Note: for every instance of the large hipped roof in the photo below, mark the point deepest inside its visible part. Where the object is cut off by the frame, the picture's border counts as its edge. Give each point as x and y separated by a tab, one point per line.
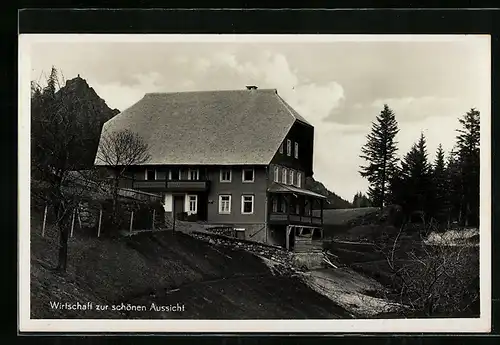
235	127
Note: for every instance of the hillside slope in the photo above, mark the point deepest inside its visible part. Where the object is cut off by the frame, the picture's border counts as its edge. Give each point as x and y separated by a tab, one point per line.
165	269
334	201
92	114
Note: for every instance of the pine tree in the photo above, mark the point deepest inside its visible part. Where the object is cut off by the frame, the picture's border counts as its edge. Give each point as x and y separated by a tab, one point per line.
454	184
468	156
360	200
412	188
441	189
380	153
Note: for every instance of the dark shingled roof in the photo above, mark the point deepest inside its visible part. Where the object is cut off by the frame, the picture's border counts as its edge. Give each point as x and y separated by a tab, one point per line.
233	127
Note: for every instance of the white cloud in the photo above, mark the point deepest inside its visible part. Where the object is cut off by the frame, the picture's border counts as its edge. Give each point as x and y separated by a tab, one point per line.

____

> _PROBLEM TO WORK ON_: Output the data exactly. Leave every picture out.

> _SOLUTION TO THIS PROBLEM_:
Note: for every instance of the large hipped roof in the photo below, mark the point deepest inside its visible part. Where the object is cut off by the frame, the picture's border counts as its edge. Give each point as x and y separated by a tab, one point per line.
235	127
Note: for every instance of the hillside slope in the photo above, mark the point deepest inside its visible part. Where the object is cut off by the frame, the picture's border counts as its edge. Give each point as x and y separated by a tab, one point per line.
165	269
334	201
92	114
Note: for every instance of the pine tree in the photo above, mark the point deepest inside its visible part. Where the object is cut off by the frame, the picture's border counts as its edge. Give each point as x and y separated by a tab, one point per line.
454	184
468	156
360	200
412	188
441	189
380	153
Note: for every instance of the dark shingled roof in the photo above, mark the point deepest inside its visible part. Where the object is cut off by the frame, the picture's border counts as its edge. Give each point as x and y separated by a tab, one point per line.
233	127
Note: for every instance of the white cloud in the photo above, mark the point deepest inside its visible part. Where the object is cut off by the frame, the picture's border counts as its edge. Give each point as x and y separated by a tab, one point per line.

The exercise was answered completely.